Segment Start: The records
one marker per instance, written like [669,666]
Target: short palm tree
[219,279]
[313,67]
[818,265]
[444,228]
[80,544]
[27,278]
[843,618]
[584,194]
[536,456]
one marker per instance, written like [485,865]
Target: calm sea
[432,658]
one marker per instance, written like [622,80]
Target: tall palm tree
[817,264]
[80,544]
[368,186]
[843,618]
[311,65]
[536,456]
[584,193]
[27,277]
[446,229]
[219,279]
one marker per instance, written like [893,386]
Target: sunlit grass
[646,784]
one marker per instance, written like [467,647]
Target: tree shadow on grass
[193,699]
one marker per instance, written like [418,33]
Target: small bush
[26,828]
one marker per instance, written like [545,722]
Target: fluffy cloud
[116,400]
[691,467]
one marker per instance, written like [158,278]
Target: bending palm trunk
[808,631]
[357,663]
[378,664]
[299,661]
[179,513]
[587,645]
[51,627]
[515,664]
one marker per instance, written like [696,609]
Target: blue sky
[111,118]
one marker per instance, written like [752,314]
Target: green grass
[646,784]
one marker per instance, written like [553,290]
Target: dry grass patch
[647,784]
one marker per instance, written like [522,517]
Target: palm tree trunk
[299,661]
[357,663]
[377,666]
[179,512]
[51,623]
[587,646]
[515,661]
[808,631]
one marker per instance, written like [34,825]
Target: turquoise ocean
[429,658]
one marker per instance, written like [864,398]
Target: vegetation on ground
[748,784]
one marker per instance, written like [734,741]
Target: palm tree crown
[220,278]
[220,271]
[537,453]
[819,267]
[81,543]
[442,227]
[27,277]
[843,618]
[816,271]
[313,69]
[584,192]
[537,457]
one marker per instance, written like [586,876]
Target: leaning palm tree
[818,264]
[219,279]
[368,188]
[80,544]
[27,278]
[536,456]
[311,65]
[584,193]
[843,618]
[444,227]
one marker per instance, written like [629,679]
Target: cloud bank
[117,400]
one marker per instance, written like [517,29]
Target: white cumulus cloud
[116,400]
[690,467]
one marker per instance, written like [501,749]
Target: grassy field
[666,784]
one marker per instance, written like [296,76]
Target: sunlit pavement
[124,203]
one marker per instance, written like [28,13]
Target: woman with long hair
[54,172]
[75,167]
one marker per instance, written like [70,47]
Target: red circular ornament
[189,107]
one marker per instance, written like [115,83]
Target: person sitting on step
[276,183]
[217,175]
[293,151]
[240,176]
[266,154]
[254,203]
Segment End: The records
(Work to complete)
With nothing left out, print the data above exactly.

(The completed task)
one marker per instance, written like [669,666]
Target: short palm tree
[219,279]
[313,67]
[818,265]
[444,228]
[80,544]
[27,278]
[843,618]
[584,194]
[536,456]
one marker per instance, written like [485,865]
Target: calm sea
[432,658]
one marker per instance, written like [622,80]
Target: tall palm tree
[817,264]
[80,544]
[368,186]
[843,618]
[311,65]
[536,456]
[584,193]
[27,277]
[446,229]
[219,279]
one marker per instance, written like [893,386]
Target: sunlit grass
[646,784]
one marker per instance, written like [467,647]
Target: tree shadow on grass
[193,699]
one marker per instance, written like [418,33]
Target: small bush
[26,828]
one marker per instance, written like [545,722]
Target: fluffy cloud
[116,400]
[691,467]
one marker per instance, written like [158,278]
Target: bending palm trunk
[808,631]
[357,663]
[378,664]
[299,661]
[179,513]
[587,645]
[51,627]
[515,664]
one marker per instance, written like [696,609]
Target: blue sky
[111,118]
one marker per instance, written like [752,314]
Target: green grass
[646,784]
one marker per instance, written like [553,290]
Target: dry grass patch
[647,784]
one marker per instance, written like [522,517]
Target: palm tree trunk
[299,661]
[357,663]
[377,666]
[179,512]
[51,623]
[587,646]
[515,661]
[808,631]
one marker per instance, written like [34,825]
Target: turquoise ocean
[429,658]
one marker per instance, written like [864,398]
Target: vegetation on ground
[748,784]
one marker per instance, written like [734,741]
Target: palm tree crown
[220,278]
[220,271]
[537,453]
[819,267]
[81,543]
[442,227]
[27,277]
[843,618]
[816,271]
[313,69]
[584,192]
[537,457]
one marker per instance, written like [586,876]
Target: leaning palm tree
[818,264]
[219,279]
[368,188]
[80,544]
[27,278]
[536,456]
[311,65]
[584,193]
[843,618]
[444,227]
one marker per instance, written like [629,679]
Target: cloud bank
[117,400]
one marker per instance, written like [517,29]
Target: white cumulus cloud
[116,400]
[690,467]
one marker per instance, written like [501,749]
Target: grassy field
[666,784]
one marker per instance, written like [296,76]
Target: sunlit pavement
[124,203]
one marker per instance, written like [28,13]
Target: woman with long hair
[54,172]
[75,167]
one marker per instance, written like [70,47]
Target: red circular ornament
[189,107]
one marker per instance, written like [115,83]
Target: person sitting on step
[276,183]
[217,175]
[293,151]
[240,176]
[266,154]
[254,203]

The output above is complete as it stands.